[[ Extracted information open ]]

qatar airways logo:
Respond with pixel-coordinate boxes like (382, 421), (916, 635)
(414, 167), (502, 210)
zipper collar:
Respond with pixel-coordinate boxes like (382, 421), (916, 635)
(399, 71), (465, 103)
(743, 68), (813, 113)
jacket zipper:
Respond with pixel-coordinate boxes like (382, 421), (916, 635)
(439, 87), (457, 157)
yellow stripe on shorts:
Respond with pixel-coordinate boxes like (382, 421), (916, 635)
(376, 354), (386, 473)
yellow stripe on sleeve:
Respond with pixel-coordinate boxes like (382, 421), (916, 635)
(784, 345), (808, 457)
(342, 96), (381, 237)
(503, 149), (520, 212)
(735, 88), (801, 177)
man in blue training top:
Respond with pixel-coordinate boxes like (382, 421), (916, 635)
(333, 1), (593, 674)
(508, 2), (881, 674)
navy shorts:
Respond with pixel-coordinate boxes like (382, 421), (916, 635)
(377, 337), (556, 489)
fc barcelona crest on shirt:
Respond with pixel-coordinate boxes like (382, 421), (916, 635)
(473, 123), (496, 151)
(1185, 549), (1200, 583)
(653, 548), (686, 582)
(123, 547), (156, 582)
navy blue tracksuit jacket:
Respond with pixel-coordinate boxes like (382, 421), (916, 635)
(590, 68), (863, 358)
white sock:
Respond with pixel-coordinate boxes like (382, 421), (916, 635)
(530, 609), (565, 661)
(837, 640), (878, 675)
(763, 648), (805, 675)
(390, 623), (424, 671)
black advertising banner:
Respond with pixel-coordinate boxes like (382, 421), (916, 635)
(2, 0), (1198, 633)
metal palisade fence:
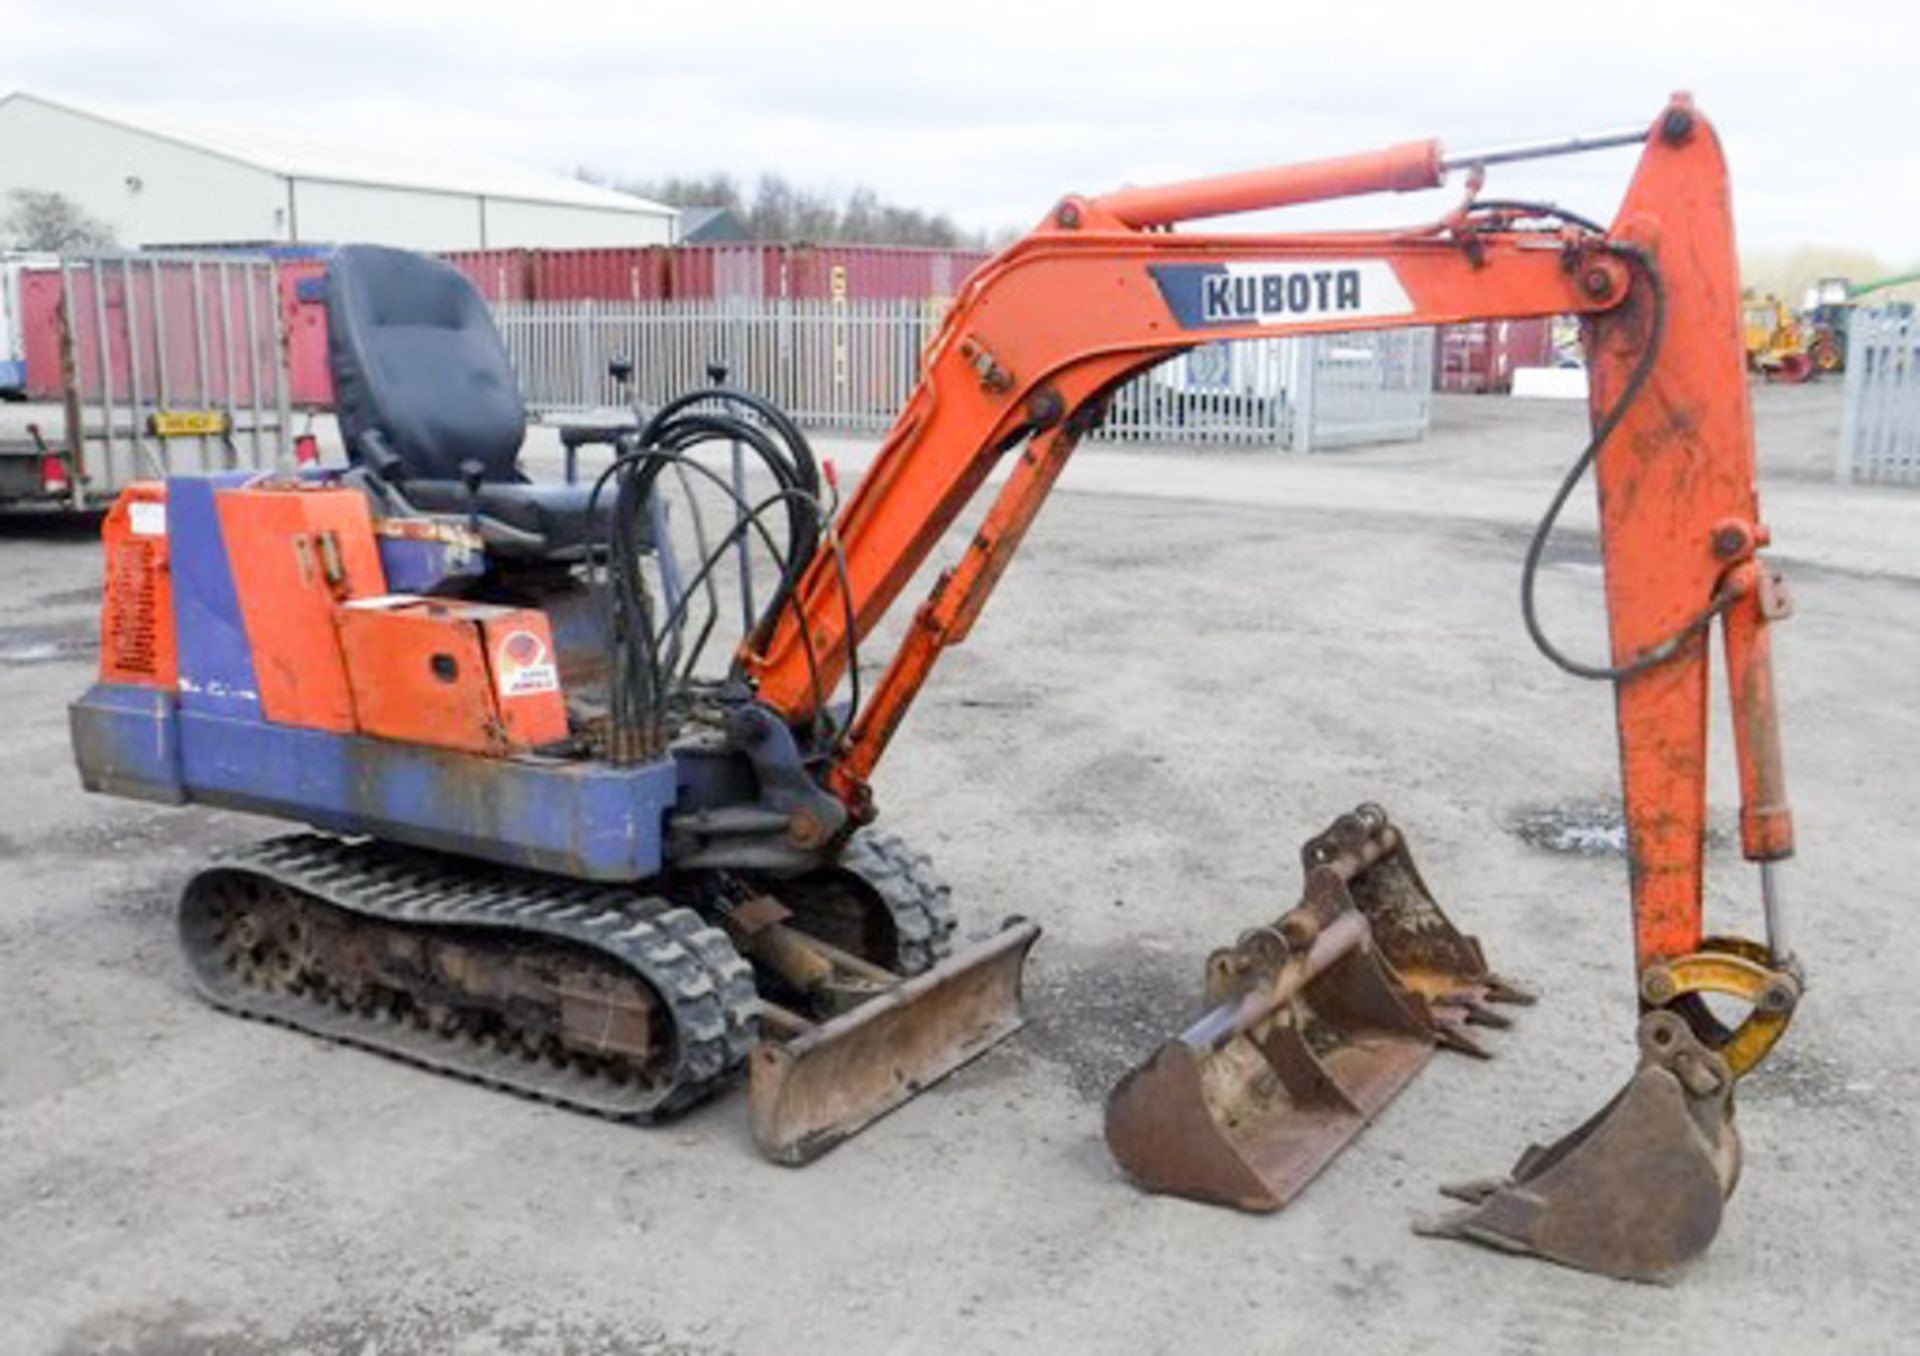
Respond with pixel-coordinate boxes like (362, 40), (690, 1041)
(1839, 309), (1920, 483)
(493, 298), (1432, 452)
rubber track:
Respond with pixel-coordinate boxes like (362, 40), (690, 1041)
(179, 834), (761, 1119)
(832, 832), (959, 975)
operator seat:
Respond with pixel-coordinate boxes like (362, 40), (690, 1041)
(326, 244), (608, 560)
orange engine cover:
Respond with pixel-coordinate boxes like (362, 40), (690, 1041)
(217, 484), (386, 732)
(335, 597), (570, 755)
(98, 483), (177, 689)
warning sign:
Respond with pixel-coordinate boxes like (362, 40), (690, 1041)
(495, 629), (559, 697)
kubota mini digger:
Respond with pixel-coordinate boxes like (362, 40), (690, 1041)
(72, 93), (1799, 1282)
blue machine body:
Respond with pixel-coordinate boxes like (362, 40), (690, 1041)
(70, 473), (681, 882)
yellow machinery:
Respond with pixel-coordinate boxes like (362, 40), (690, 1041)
(1742, 292), (1817, 382)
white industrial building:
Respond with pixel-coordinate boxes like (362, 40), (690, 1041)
(0, 91), (677, 251)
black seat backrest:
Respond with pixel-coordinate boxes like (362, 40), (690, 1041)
(326, 245), (525, 483)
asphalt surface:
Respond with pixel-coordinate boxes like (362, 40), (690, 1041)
(1, 385), (1914, 1354)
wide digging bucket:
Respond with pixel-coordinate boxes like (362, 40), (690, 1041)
(1105, 804), (1527, 1211)
(1417, 1009), (1743, 1282)
(749, 919), (1040, 1165)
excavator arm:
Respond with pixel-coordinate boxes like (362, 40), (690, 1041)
(749, 95), (1790, 974)
(740, 94), (1802, 1279)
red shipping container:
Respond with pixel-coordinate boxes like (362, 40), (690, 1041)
(442, 249), (535, 302)
(20, 268), (63, 398)
(783, 244), (988, 301)
(664, 245), (781, 301)
(526, 247), (670, 302)
(23, 260), (286, 407)
(280, 260), (331, 406)
(517, 243), (990, 304)
(1434, 318), (1555, 393)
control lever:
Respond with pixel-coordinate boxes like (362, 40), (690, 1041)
(459, 458), (486, 536)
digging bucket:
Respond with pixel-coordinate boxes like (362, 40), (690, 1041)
(1416, 1009), (1742, 1281)
(1418, 934), (1799, 1281)
(1105, 805), (1526, 1211)
(749, 918), (1040, 1164)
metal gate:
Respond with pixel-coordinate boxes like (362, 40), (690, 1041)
(1292, 329), (1434, 451)
(42, 254), (289, 505)
(1839, 309), (1920, 484)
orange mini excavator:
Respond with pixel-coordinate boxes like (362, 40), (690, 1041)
(73, 94), (1797, 1281)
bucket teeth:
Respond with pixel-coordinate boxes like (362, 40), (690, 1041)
(1417, 1010), (1741, 1282)
(1460, 999), (1515, 1029)
(1426, 1020), (1495, 1060)
(1105, 804), (1521, 1212)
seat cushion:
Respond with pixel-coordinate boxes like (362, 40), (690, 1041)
(402, 480), (613, 558)
(326, 245), (526, 483)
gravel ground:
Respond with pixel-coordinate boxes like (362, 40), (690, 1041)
(0, 385), (1914, 1354)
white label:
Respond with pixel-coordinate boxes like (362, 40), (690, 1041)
(495, 629), (559, 698)
(128, 501), (167, 537)
(1201, 260), (1412, 326)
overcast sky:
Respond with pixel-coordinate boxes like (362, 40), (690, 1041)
(4, 0), (1916, 259)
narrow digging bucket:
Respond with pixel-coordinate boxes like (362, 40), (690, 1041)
(1312, 804), (1532, 1048)
(749, 919), (1040, 1165)
(1105, 804), (1525, 1212)
(1417, 1009), (1741, 1282)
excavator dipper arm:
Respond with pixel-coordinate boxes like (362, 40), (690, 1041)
(741, 95), (1800, 1278)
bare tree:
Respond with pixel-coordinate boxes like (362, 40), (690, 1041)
(590, 168), (996, 249)
(4, 190), (117, 251)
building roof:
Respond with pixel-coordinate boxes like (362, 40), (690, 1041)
(0, 91), (675, 218)
(679, 206), (752, 243)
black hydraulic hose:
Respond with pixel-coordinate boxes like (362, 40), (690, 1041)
(590, 443), (857, 747)
(605, 455), (664, 755)
(667, 462), (723, 681)
(1468, 198), (1608, 235)
(642, 385), (821, 498)
(623, 410), (819, 647)
(592, 418), (797, 591)
(646, 483), (861, 744)
(1518, 244), (1736, 682)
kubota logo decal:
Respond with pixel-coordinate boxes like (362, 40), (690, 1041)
(1149, 260), (1413, 329)
(496, 629), (559, 697)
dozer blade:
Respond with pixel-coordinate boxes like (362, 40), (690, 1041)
(749, 918), (1040, 1164)
(1105, 804), (1525, 1211)
(1417, 1009), (1741, 1282)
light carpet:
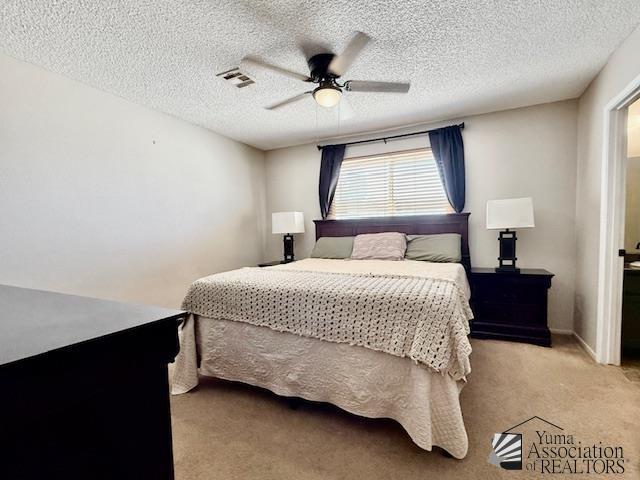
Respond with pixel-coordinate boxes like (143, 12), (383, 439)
(170, 335), (640, 479)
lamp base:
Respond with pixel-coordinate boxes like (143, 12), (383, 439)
(495, 266), (521, 274)
(283, 234), (294, 263)
(496, 229), (520, 273)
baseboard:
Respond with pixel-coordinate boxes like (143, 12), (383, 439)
(548, 329), (598, 361)
(549, 328), (573, 335)
(573, 332), (597, 361)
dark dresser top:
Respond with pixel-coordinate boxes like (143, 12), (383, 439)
(0, 285), (186, 367)
(471, 267), (554, 277)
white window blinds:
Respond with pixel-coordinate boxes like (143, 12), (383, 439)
(329, 148), (451, 219)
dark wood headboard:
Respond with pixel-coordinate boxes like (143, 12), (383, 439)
(313, 213), (471, 273)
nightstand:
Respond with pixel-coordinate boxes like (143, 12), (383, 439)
(470, 267), (554, 347)
(257, 260), (285, 267)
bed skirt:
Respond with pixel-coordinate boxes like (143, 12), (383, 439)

[[ Extracted information closed ]]

Brief: Leaving out the pictures, return the records exactly as given.

Written response:
qatar airways logo:
Respond with pixel-coordinate boxes like (382, 421), (916, 635)
(414, 167), (502, 210)
zipper collar:
Respond with pixel-coordinate boxes like (382, 421), (916, 635)
(399, 71), (465, 103)
(743, 68), (813, 113)
jacket zipper:
Respond with pixel-coordinate boxes like (382, 421), (916, 635)
(439, 87), (457, 157)
yellow stripe on shorts:
Respond with pixel-coordinate boxes like (382, 421), (916, 635)
(376, 354), (386, 473)
yellow stripe on sleeve:
Respond with pixel-coordinate boxes like (382, 421), (916, 635)
(784, 345), (808, 457)
(342, 96), (381, 237)
(503, 149), (520, 212)
(735, 88), (801, 177)
man in blue training top:
Respond with pixel-coordinate boxes like (382, 421), (916, 635)
(333, 1), (593, 674)
(508, 2), (881, 674)
navy shorts:
Respond with pixel-coordinate boxes like (382, 421), (916, 635)
(377, 337), (556, 489)
fc barcelona crest on shirt:
Respond with pixel-coordinate boxes like (382, 421), (916, 635)
(473, 123), (496, 151)
(1185, 549), (1200, 583)
(653, 548), (686, 582)
(123, 547), (156, 582)
navy blue tracksuit jacket:
Respond with pixel-coordinate boxes like (382, 421), (916, 635)
(590, 68), (863, 358)
white sock:
Respond with pixel-coordinate boxes like (382, 421), (916, 635)
(530, 609), (565, 661)
(837, 640), (878, 675)
(763, 648), (805, 675)
(390, 623), (424, 671)
black advertising banner:
Respond with pixel-coordinate boxes like (382, 421), (916, 635)
(2, 0), (1198, 633)
metal palisade fence:
Respond with pixel-coordinate boxes like (362, 40), (690, 1041)
(1839, 309), (1920, 483)
(493, 298), (1432, 452)
rubber track:
Respond with pixel-coordinate boxes like (362, 40), (690, 1041)
(179, 834), (761, 1119)
(832, 832), (959, 975)
operator seat:
Respond with pixel-coordinate boxes like (362, 40), (690, 1041)
(326, 244), (608, 560)
orange engine cover:
Respond with pixel-coordinate boxes like (362, 40), (690, 1041)
(217, 484), (386, 732)
(335, 597), (570, 755)
(98, 483), (177, 689)
warning sign:
Respond with pixel-coordinate boxes like (362, 40), (690, 1041)
(495, 629), (559, 697)
kubota mini digger:
Respond with pixel-coordinate boxes like (362, 40), (690, 1041)
(72, 93), (1799, 1282)
blue machine body:
Respond with pixel-coordinate boxes like (362, 40), (690, 1041)
(70, 473), (681, 882)
yellow machinery:
Respond with pixel-coordinate boxes like (362, 40), (690, 1041)
(1742, 292), (1817, 382)
white industrial building:
Respond with pixel-coordinate boxes like (362, 40), (690, 1041)
(0, 91), (677, 251)
black seat backrest:
Respond with pixel-coordinate boxes like (362, 40), (690, 1041)
(326, 245), (525, 483)
asphalt surface:
Respond with pixel-coordinate boxes like (362, 40), (690, 1041)
(1, 385), (1914, 1354)
wide digging bucket:
Respond with pixel-coordinate boxes like (362, 40), (690, 1041)
(1105, 804), (1527, 1211)
(1417, 1009), (1743, 1282)
(749, 919), (1040, 1165)
excavator arm:
Respond with pixel-coordinate boxes like (362, 40), (690, 1041)
(749, 95), (1790, 974)
(740, 94), (1802, 1279)
red shipping container:
Respond with pixel-coordinate boxes like (362, 40), (690, 1041)
(442, 249), (535, 302)
(20, 268), (63, 398)
(783, 244), (988, 301)
(664, 245), (781, 301)
(526, 247), (670, 302)
(23, 260), (286, 407)
(280, 260), (331, 406)
(517, 243), (990, 304)
(1434, 318), (1555, 393)
control lever:
Respond with pixel-coordinate boxes like (362, 40), (690, 1041)
(459, 458), (486, 536)
digging bucket:
Respond with pixel-coordinate boxes like (362, 40), (690, 1041)
(1416, 1009), (1742, 1281)
(1418, 934), (1799, 1281)
(1105, 805), (1526, 1211)
(749, 918), (1040, 1164)
metal gate:
Respond with pixel-coordinate boxes like (362, 40), (690, 1041)
(1292, 329), (1434, 451)
(42, 254), (289, 505)
(1839, 309), (1920, 484)
orange mini excavator:
Respond with pixel-coordinate boxes like (362, 40), (690, 1041)
(73, 94), (1797, 1281)
bucket teeth:
Respond with pixel-coordinate boxes like (362, 40), (690, 1041)
(1417, 1010), (1741, 1282)
(1460, 999), (1515, 1029)
(1426, 1020), (1495, 1060)
(1105, 804), (1521, 1212)
seat cushion:
Respond with pixel-coordinate boxes like (362, 40), (690, 1041)
(402, 480), (613, 558)
(326, 245), (526, 483)
gravel ground:
Respond with pixel-coordinate boxes like (362, 40), (690, 1041)
(0, 385), (1914, 1354)
white label:
Respond with pixel-coordinate boxes like (362, 40), (690, 1041)
(495, 629), (559, 698)
(128, 501), (167, 537)
(1201, 260), (1412, 326)
overcast sky:
Respond with pixel-coordinate boxes like (362, 40), (690, 1041)
(4, 0), (1916, 259)
narrow digging bucket:
Respond with pixel-coordinate boxes like (362, 40), (690, 1041)
(1312, 804), (1532, 1048)
(749, 919), (1040, 1165)
(1105, 804), (1525, 1212)
(1417, 1009), (1741, 1282)
excavator dipper arm:
Respond with pixel-coordinate boxes like (362, 40), (690, 1041)
(741, 95), (1800, 1278)
bare tree:
Respond with pixel-coordinate boxes like (362, 40), (690, 1041)
(590, 168), (996, 249)
(4, 190), (117, 251)
building roof:
Respond with pixel-coordinate boxes like (362, 40), (690, 1041)
(0, 91), (675, 218)
(679, 206), (752, 243)
black hydraulic hose:
Respond with pixel-coordinate boxes like (362, 40), (690, 1041)
(590, 443), (857, 747)
(605, 455), (664, 755)
(667, 462), (723, 681)
(1468, 198), (1608, 235)
(642, 385), (821, 498)
(623, 410), (819, 647)
(592, 418), (797, 591)
(646, 483), (861, 744)
(1518, 244), (1736, 682)
kubota logo decal:
Respond with pixel-coordinate boxes like (362, 40), (690, 1041)
(1149, 260), (1413, 329)
(496, 629), (559, 697)
dozer blade:
Respond with pixel-coordinate boxes like (362, 40), (690, 1041)
(749, 918), (1040, 1164)
(1105, 804), (1525, 1211)
(1417, 1009), (1741, 1282)
light carpet:
Respond with pixel-coordinate boxes like (143, 12), (383, 439)
(170, 335), (640, 479)
lamp base:
Respond with pixel-coordinate boxes like (143, 12), (383, 439)
(495, 266), (521, 274)
(283, 234), (294, 263)
(496, 229), (520, 273)
baseboard:
Respond with pixel-coordinate boxes like (143, 12), (383, 439)
(548, 329), (598, 361)
(549, 328), (573, 335)
(573, 332), (597, 361)
dark dresser top:
Respond with pixel-coordinate boxes like (143, 12), (383, 439)
(0, 285), (186, 367)
(471, 267), (554, 277)
white window blinds:
Respond with pixel-coordinate boxes like (143, 12), (383, 439)
(329, 148), (451, 219)
dark wood headboard:
Respond with pixel-coordinate boxes like (143, 12), (383, 439)
(313, 213), (471, 273)
nightstand:
Respond with pixel-coordinate boxes like (143, 12), (383, 439)
(470, 267), (554, 347)
(257, 260), (285, 267)
bed skirt:
Respond with pixel-coordinate boxes like (143, 12), (383, 439)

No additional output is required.